(begin)
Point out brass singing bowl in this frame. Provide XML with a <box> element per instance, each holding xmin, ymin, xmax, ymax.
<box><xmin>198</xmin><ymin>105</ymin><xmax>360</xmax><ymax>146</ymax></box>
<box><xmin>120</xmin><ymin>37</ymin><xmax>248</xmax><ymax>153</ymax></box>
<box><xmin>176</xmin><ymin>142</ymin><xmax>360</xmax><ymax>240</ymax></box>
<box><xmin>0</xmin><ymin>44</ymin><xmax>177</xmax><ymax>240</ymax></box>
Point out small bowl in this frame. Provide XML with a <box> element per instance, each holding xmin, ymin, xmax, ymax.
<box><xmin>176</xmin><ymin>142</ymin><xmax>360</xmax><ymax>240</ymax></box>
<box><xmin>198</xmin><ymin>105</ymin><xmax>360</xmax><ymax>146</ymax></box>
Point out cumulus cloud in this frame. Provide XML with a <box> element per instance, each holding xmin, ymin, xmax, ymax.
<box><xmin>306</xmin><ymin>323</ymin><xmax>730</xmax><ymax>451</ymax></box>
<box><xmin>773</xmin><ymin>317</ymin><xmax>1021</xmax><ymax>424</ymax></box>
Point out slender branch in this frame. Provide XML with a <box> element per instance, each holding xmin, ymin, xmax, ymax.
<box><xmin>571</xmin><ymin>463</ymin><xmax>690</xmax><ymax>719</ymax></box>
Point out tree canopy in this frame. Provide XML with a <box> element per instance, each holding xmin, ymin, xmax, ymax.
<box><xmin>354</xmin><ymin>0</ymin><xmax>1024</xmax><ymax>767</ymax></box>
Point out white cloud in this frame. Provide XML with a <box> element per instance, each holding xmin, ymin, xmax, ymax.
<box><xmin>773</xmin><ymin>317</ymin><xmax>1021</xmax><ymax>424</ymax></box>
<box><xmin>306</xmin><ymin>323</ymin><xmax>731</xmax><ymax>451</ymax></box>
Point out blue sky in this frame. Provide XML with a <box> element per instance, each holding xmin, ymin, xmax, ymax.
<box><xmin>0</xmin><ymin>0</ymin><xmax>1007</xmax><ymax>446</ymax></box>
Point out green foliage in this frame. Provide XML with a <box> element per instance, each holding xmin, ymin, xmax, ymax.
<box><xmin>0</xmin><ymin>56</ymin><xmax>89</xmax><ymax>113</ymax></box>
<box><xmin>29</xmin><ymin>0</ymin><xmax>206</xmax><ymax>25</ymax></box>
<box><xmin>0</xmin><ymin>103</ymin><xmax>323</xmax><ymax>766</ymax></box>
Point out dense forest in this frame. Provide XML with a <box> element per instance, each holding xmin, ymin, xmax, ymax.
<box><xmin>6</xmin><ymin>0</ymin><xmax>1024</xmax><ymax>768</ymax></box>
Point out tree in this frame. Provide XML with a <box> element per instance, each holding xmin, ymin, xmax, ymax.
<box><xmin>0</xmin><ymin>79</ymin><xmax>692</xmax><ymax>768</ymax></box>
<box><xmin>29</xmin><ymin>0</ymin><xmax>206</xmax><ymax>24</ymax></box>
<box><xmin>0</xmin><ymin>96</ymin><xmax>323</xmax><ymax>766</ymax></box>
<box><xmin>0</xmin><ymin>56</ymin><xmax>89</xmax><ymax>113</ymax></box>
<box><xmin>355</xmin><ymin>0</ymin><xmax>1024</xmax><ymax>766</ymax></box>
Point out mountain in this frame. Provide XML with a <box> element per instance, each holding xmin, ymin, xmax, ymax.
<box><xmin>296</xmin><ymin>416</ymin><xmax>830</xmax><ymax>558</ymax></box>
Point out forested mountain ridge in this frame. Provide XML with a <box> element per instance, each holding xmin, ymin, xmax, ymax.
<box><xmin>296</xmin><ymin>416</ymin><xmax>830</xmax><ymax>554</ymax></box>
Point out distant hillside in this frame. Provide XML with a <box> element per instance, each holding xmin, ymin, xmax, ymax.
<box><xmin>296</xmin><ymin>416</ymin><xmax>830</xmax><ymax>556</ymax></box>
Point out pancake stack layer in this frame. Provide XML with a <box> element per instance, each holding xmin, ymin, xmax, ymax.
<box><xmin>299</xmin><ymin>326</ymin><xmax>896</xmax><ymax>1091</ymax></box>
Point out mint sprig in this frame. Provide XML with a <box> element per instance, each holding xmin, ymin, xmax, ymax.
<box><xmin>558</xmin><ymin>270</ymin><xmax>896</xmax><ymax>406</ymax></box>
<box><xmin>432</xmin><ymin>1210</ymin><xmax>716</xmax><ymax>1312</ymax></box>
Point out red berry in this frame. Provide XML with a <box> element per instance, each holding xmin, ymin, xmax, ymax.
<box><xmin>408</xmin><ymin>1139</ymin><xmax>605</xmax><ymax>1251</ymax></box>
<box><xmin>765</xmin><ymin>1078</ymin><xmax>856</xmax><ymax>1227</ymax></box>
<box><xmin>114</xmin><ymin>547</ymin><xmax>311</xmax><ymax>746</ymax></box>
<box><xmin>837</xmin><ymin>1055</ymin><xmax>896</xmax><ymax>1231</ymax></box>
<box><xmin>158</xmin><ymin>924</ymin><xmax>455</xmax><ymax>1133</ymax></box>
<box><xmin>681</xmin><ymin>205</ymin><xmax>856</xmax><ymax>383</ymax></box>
(end)
The required output is the span of lines from the one containing "Point out mountain" to the last line, reproduced character for character.

Point out mountain in this frame. Provide XML with a <box> element per instance, each holding xmin, ymin, xmax, ymax.
<box><xmin>296</xmin><ymin>416</ymin><xmax>830</xmax><ymax>558</ymax></box>
Point out forested mountain ridge in this frame. Provide XML with a <box> element per instance, each holding xmin, ymin, xmax, ymax.
<box><xmin>296</xmin><ymin>416</ymin><xmax>830</xmax><ymax>554</ymax></box>
Point out distant hillside in this frame. Provide XML with a <box> element per instance, each holding xmin, ymin, xmax, ymax.
<box><xmin>296</xmin><ymin>416</ymin><xmax>830</xmax><ymax>556</ymax></box>
Point out pancake stack layer in this frame. Provide XML with a <box> element per instance, each holding xmin, ymin, xmax, ymax.
<box><xmin>299</xmin><ymin>326</ymin><xmax>896</xmax><ymax>1091</ymax></box>
Point out mint sprig in this frame. Provide XML with a <box> element per instance, each holding xmin, ymin, xmax, ymax.
<box><xmin>558</xmin><ymin>270</ymin><xmax>896</xmax><ymax>406</ymax></box>
<box><xmin>432</xmin><ymin>1210</ymin><xmax>716</xmax><ymax>1312</ymax></box>
Point out red berry in this frame. Provide XML with a <box> element per instance, each holding xmin, ymin, xmax, ymax.
<box><xmin>408</xmin><ymin>1139</ymin><xmax>605</xmax><ymax>1251</ymax></box>
<box><xmin>765</xmin><ymin>1078</ymin><xmax>856</xmax><ymax>1227</ymax></box>
<box><xmin>114</xmin><ymin>547</ymin><xmax>311</xmax><ymax>746</ymax></box>
<box><xmin>837</xmin><ymin>1055</ymin><xmax>896</xmax><ymax>1231</ymax></box>
<box><xmin>158</xmin><ymin>924</ymin><xmax>455</xmax><ymax>1133</ymax></box>
<box><xmin>681</xmin><ymin>205</ymin><xmax>856</xmax><ymax>383</ymax></box>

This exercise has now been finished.